TUGAS YANG DIBERIKAN A
Apakah pernyataan (i), (ii), dan (iii) berikut sesuai dengan catatan perjalanan ke Danau Titiwangsa? Jawab ya atau tidak untuk masing-masing, sertakan kutipan persis dari catatan itu yang menentukan jawabannya.
(i) Di danau, mereka makan roti chanay yang dibawakan Selvie.
(ii) Penulis sempat bermain air di air mancur danau.
(iii) Saat di lift stasiun, pintu keluarnya ada di depan mereka.
TUGAS YANG DIBERIKAN B
Lanjutkan catatan perjalanan ke Danau Titiwangsa ini, mulai setelah kalimat terakhirnya.

TEKS DOKUMEN
_____

Mateng, bro! Tapi karena sudah kesepakatan, kami tetap melanjutkan perjalanan.
Melewati lorong-lorong bawah tanah juga. Yakin, ini serasa kayak nggak ada
jalan lain. Kotor dan becek. Melewati jembatan di bawah jembatan layang, nah
loh! Trus lewat tangga di pinggir kolong jembatan juga, aduh... pokoknya
bener-bener serasa jadi pelancong beneran deh, nyusup ke mana-mana.
Setelah bertanya ke beberapa orang, akhirnya sampai juga
kami di Danau Titiwangsa. Weish, bisa duduk dan istirahat di sana itu rasanya...
lega banget! Leganya kayak udah ketemu jodoh deh pokoknya.
Danau Titiwangsa di siang hari.
Habis itu makan
bekal roti chanay yang dibawain Selvie *thanks to Selvie. Dan makan roti tawar
yang kami bawa dari Indonesia. Setelah itu cari tempat buat rebahan—mengingat
badan udah pegel banget. Kita tiduran di rumput, deh. Paling enak kalau sore
emang. Bukan di siang bolong kayak gini. Tapi, lelah cukup terbayar dengan
pemandangan air danau yang menenangkan. Ada air mancurnya juga, loh! Andai air
mancurnya sampai darat, yakin udah maenan air deh aku karena saking panasnya,
ahahaha. Itu yang paling berkesan di Titiwangsa. Tak akan pernah terlupa. Akan
jadi kenangan yang paling memorable.
Sehabis dari danau Titiwangsa kami balik ke stesen Titiwangsa.
Ya. Jalan lagi! Badan udah loyo. Tapi kami harus melanjutkan perjalanan ke
destinasi selanjutnya. Baiklah, tak apa. Capeknya ditahan. Btw *selingan* pas
balik ke stesen ini aku dan Sari sempat kebingungan pas naik lift. Kita norak
banget. Dikiranya terjebak di dalam lift, karena liftnya nggak ngebuka lama
banget. Kita udah semi-panik. Eh ternyata, did
u know? Pintu keluarnya ada di belakang kita, bukan di depan. Ini pertama
kalinya kami tahu lift pintu depan-belakang gitu. Begitu keluar dari lift kami
sempat tertawa ngekek mengingat kebodohan kami, haha. :D
Sesampai di Chow Kit, tidak begitu banyak hal berkesan.

_____

INFORMASI YANG DIBERIKAN
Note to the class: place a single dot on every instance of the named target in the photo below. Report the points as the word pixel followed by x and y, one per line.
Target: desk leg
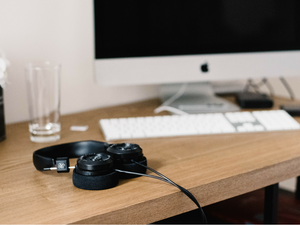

_____

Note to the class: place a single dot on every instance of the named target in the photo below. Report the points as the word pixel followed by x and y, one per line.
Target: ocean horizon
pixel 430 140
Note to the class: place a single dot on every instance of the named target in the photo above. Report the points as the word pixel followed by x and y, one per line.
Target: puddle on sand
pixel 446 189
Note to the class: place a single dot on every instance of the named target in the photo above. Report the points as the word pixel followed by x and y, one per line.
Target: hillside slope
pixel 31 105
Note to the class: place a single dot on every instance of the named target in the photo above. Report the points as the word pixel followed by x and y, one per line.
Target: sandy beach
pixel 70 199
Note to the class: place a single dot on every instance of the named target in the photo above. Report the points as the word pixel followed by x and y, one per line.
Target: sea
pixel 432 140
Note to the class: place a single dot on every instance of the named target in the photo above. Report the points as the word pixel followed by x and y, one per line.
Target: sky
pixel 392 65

_____

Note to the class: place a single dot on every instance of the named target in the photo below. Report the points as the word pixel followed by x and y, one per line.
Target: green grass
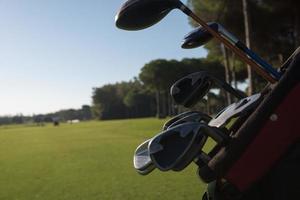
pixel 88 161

_____

JAWABAN YANG BENAR A
(i) Ya: "bekal roti chanay yang dibawain Selvie"
(ii) Tidak: "Andai air mancurnya sampai darat, yakin udah maenan air deh aku"
(iii) Tidak: "Pintu keluarnya ada di belakang kita, bukan di depan."

JAWABAN YANG BENAR B
Hanya saja di Chow Kit ini memang bisa ditemui warung-warung dan toko yang
menjual barang-barang Indonesia. Tapi kami tidak menelusuri banyak warung.
Hanya satu warung makan, yaitu “Warung Sidomampir” yang kita temui begitu turun
dari tangga stesen. Dan kami akhirnya liputan di situ. Warung ini menjual soto,
rawon, bakso, mie ayam, es teller, molen, tahu bakso, dan makanan khas
Indonesia lainnya. Cocok banget buat orang Indonesia yang pengen mengobati rasa
rindunya akan kuliner Indonesia. Harganya kurang lebih sekitar 3-5 RM.
Selesai liputan kami berdiskusi sejenak di stesen Chow Kit.
Opik minta liputan lagi di Pasar Seni! Aku langsung menatapnya lemas. Gila aja,
seharian kita jalan kaki, dari apartemen ke TBS, dari stesen ke Titiwangsa, dan
balik lagi ke stesen, apa itu tidak cukup? Tapi hanya di batin. Wajahku yang
lusuh dan badanku yang lemas sudah mewakili semua suara hatiku. Akhirnya Opik
mengalah. Alhamdulillahnya dia paham kondisi badanku.
Sepulang dari liputan, kita langsung tepar di apartemen.
Tapi sempat hitung-hitungan uang juga, sih, hehe. Jadi, selama di KL, kami
sepakat, dalam sehari ada yang menjadi bos (yang mengeluarkan uang), biar nggak
ribet. Nanti pas pulang, baru kita total jumlah pengeluarannya berapa. Terus
baru deh dibagi tiga.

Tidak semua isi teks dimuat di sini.